[Coordinate labeling data]
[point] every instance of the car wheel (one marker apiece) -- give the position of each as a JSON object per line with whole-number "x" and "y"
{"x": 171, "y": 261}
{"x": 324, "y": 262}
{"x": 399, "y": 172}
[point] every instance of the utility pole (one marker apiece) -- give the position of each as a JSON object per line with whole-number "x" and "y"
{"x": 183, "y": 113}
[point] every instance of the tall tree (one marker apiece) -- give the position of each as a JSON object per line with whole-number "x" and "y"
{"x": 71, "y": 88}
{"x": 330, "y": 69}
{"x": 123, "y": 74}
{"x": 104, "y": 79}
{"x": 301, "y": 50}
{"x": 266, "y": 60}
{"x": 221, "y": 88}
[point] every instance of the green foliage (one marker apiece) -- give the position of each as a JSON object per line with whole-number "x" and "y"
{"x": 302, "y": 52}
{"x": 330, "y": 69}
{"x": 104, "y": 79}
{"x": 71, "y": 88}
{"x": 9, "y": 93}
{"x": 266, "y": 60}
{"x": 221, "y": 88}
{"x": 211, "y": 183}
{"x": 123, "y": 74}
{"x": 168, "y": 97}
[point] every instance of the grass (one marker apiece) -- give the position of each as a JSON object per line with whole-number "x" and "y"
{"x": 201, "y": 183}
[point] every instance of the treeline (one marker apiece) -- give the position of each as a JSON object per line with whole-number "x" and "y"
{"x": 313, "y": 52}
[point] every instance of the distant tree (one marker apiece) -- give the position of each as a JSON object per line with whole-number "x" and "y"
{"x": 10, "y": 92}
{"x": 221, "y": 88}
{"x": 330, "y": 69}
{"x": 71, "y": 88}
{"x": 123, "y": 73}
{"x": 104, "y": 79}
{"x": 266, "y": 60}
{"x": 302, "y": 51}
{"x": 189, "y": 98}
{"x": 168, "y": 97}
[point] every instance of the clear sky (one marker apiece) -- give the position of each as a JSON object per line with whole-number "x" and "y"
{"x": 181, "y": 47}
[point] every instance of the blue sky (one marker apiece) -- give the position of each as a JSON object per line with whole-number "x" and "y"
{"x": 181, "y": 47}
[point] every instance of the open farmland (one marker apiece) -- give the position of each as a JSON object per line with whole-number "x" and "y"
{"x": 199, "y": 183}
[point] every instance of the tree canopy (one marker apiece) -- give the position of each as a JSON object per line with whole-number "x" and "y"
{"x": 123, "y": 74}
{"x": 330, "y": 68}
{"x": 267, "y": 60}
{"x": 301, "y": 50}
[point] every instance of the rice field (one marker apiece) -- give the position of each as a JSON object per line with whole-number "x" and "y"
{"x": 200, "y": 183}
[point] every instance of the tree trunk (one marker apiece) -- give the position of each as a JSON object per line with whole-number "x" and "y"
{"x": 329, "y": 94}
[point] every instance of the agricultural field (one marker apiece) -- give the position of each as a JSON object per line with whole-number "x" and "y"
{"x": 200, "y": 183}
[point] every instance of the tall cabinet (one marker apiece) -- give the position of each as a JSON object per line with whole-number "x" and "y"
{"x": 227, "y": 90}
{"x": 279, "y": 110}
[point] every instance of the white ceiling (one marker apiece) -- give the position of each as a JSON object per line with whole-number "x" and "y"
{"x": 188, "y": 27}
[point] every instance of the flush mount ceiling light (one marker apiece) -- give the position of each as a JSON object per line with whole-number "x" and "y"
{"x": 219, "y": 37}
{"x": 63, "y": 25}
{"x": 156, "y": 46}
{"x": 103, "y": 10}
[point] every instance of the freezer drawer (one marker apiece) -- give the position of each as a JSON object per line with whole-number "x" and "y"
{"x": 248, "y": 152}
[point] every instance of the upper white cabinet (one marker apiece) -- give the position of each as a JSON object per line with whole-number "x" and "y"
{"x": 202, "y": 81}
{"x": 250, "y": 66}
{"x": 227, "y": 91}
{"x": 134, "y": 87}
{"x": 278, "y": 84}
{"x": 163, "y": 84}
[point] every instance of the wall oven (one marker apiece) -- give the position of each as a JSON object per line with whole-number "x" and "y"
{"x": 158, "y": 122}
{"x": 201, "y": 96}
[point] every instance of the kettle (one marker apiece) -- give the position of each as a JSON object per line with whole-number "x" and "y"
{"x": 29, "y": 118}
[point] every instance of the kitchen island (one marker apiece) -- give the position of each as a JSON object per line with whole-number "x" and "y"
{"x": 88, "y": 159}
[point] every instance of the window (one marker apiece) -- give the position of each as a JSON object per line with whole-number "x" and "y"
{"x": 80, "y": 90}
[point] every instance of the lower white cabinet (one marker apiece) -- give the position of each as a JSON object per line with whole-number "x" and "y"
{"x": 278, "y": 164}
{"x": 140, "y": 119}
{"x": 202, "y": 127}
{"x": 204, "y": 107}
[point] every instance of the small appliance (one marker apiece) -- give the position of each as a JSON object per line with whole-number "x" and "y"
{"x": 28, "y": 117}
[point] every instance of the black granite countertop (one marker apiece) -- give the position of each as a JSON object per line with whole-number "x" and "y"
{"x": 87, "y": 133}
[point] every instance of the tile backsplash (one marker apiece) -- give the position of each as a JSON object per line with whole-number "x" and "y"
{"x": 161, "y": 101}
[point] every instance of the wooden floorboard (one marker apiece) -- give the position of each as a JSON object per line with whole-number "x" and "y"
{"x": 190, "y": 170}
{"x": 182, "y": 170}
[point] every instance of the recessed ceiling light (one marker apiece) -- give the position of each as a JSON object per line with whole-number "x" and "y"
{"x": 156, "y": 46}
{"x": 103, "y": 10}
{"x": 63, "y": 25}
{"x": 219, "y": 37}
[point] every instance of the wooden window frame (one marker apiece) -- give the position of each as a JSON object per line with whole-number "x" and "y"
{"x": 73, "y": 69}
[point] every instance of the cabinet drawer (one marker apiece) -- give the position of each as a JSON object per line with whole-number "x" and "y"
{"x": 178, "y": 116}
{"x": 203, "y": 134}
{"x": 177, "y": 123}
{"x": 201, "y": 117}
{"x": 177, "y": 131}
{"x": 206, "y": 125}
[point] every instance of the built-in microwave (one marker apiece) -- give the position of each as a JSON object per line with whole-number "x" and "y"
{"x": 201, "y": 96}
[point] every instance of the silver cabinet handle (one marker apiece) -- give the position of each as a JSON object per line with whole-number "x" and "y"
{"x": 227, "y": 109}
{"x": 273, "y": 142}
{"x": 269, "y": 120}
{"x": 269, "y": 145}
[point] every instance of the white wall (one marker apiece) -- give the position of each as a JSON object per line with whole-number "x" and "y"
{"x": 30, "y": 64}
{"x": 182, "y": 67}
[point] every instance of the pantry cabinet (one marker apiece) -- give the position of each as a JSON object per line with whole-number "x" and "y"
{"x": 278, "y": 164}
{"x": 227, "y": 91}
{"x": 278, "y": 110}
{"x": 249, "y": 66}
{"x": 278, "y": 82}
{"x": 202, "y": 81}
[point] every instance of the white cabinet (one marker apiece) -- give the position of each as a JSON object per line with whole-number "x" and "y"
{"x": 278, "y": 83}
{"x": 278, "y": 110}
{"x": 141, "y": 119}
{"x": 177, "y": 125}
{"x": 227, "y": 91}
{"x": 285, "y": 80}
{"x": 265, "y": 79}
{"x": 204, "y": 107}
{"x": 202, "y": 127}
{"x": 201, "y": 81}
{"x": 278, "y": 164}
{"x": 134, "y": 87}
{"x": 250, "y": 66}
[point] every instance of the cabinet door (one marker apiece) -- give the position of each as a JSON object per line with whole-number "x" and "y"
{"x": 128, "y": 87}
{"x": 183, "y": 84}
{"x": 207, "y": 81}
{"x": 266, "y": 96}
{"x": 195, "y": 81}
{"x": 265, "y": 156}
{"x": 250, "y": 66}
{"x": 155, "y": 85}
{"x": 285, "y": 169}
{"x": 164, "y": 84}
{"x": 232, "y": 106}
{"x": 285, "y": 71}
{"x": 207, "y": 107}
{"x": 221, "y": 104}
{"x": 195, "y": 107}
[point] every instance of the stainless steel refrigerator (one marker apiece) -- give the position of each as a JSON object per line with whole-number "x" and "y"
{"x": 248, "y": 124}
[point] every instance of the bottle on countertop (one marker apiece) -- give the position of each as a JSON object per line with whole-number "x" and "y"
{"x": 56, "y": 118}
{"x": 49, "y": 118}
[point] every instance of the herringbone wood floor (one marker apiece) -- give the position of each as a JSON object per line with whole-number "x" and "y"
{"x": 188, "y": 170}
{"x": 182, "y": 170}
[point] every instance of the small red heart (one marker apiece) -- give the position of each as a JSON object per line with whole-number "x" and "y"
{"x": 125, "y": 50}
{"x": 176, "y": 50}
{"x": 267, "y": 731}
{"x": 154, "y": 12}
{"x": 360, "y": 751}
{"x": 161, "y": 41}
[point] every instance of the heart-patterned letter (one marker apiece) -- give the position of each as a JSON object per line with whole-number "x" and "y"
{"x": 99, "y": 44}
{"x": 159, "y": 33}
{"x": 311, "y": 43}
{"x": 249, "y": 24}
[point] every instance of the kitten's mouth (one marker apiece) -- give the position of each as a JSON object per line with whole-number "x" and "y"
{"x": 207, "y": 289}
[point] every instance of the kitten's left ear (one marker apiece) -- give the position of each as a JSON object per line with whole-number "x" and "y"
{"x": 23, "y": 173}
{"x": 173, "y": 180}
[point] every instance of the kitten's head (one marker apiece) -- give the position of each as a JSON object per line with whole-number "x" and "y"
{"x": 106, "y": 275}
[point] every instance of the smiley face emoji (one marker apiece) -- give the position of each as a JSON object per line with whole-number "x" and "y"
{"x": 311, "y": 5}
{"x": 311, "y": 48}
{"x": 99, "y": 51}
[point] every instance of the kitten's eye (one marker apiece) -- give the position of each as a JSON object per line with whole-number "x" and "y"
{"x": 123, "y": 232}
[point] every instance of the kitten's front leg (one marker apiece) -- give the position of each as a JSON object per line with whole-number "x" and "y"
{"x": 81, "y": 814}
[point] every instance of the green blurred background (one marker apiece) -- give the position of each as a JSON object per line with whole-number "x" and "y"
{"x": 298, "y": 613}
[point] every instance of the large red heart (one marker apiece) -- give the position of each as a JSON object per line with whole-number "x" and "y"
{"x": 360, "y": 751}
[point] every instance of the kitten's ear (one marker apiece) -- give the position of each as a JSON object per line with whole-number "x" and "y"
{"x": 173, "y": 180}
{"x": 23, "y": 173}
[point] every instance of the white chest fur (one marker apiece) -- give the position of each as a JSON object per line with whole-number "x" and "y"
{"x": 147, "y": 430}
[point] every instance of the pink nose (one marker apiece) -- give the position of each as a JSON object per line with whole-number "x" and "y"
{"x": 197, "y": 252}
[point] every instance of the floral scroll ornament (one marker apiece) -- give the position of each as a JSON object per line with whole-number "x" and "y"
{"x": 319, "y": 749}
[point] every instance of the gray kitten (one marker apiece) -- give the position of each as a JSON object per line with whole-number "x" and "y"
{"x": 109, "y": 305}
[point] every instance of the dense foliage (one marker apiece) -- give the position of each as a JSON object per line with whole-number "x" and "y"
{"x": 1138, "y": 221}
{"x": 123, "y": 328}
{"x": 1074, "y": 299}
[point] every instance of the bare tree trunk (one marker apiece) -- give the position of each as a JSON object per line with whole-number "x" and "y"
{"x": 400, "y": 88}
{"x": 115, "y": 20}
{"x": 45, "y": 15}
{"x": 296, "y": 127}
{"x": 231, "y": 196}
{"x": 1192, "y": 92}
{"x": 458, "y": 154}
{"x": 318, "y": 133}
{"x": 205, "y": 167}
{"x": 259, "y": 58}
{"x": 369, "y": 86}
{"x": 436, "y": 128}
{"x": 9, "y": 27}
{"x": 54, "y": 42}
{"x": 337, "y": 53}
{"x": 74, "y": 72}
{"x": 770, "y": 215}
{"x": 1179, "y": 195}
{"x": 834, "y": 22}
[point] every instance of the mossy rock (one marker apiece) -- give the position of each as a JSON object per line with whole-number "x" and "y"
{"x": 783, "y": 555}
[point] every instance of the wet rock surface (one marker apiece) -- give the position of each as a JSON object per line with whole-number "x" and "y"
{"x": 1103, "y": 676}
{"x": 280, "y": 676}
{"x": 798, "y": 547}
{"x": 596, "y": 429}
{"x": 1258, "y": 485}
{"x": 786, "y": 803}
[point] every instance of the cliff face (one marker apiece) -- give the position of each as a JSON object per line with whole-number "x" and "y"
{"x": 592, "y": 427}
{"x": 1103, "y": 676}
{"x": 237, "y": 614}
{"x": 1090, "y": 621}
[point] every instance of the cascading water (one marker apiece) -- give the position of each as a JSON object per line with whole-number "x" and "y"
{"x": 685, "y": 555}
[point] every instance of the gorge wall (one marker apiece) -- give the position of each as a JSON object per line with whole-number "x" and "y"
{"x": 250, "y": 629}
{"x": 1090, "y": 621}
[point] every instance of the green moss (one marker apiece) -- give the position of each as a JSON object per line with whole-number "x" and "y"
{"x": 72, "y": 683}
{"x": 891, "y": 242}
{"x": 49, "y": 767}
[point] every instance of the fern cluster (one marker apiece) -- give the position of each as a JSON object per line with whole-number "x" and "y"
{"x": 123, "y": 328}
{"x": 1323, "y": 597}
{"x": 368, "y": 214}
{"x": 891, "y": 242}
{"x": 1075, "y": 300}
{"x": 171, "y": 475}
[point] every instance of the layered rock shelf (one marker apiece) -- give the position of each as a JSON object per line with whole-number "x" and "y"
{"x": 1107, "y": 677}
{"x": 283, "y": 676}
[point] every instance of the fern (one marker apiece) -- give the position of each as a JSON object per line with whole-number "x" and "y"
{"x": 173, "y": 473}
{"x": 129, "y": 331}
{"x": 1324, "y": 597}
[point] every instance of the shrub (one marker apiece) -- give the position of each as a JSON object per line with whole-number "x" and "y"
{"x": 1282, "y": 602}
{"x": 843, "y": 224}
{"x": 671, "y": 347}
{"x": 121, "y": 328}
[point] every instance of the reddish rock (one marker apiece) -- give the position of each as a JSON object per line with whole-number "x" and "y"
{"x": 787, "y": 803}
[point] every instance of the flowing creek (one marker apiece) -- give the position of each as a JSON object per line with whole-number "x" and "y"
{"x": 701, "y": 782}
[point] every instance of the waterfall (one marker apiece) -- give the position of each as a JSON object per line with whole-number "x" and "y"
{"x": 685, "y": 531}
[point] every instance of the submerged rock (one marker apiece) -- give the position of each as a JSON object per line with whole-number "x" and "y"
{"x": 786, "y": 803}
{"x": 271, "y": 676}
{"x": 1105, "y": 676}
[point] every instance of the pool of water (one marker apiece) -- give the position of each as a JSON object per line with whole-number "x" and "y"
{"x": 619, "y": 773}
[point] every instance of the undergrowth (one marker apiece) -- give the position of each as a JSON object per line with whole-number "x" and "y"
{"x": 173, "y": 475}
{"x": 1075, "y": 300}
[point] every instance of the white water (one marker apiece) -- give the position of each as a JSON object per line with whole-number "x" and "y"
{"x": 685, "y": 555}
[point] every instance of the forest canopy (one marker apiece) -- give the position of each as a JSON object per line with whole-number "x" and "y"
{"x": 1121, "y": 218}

Work to be completed: Keep only the lines from the one containing "[point] every instance of the fern cluster" to the end of the entries, and repeat them exactly.

Answer for this exercise:
[point] every instance of the fern cluster (one marker apiece) -- give the position of each as a JSON object per line with whole-number "x" and "y"
{"x": 123, "y": 328}
{"x": 1323, "y": 597}
{"x": 368, "y": 214}
{"x": 891, "y": 242}
{"x": 1075, "y": 300}
{"x": 171, "y": 475}
[point] every instance of the layered rock shelf (one marker apiece) -- give the position of each as a JSON object per line with whole-number "x" and "y"
{"x": 1107, "y": 677}
{"x": 283, "y": 676}
[point] every instance of the fern (one marker apiece) -- give the position of each as a JSON object per line with whole-number "x" and "y"
{"x": 173, "y": 473}
{"x": 129, "y": 331}
{"x": 1324, "y": 597}
[point] every instance of the shrub (one marker apiece) -- give the position of each as a JSON object per line with whole-number "x" and "y"
{"x": 1282, "y": 602}
{"x": 843, "y": 224}
{"x": 671, "y": 347}
{"x": 121, "y": 328}
[point] every instance of the reddish rock (one marker apiece) -- give the position of each as a JSON object per line with whole-number "x" and "y"
{"x": 787, "y": 803}
[point] every instance of the flowing creek (one marker apiece) -- give the position of each as a JSON object per line with whole-number "x" and "y"
{"x": 701, "y": 782}
[point] every instance of the waterfall (one marker apiece) -- give the position of each as a JSON object per line with whole-number "x" and "y"
{"x": 685, "y": 531}
[point] every instance of the submerged rock (one marker apiece) -- give the position of each as a JSON object per line with whole-number "x" and "y"
{"x": 786, "y": 803}
{"x": 271, "y": 676}
{"x": 1105, "y": 676}
[point] every instance of the pool of water (one marker apiece) -- give the position of each as a JSON object per line with whole-number "x" and "y"
{"x": 619, "y": 773}
[point] every instance of the undergrowth (one marker apiece) -- give the position of each as a JSON object per line with whole-number "x" and "y"
{"x": 173, "y": 475}
{"x": 1075, "y": 300}
[point] every instance of the white water (one marker apiece) -- give the position of each as a JSON object per line with whole-number "x" and "y"
{"x": 685, "y": 555}
[point] every instance of the forest canopy (one marker apiece) -- give the position of each as a JSON object per line with whole-number "x" and "y"
{"x": 1121, "y": 218}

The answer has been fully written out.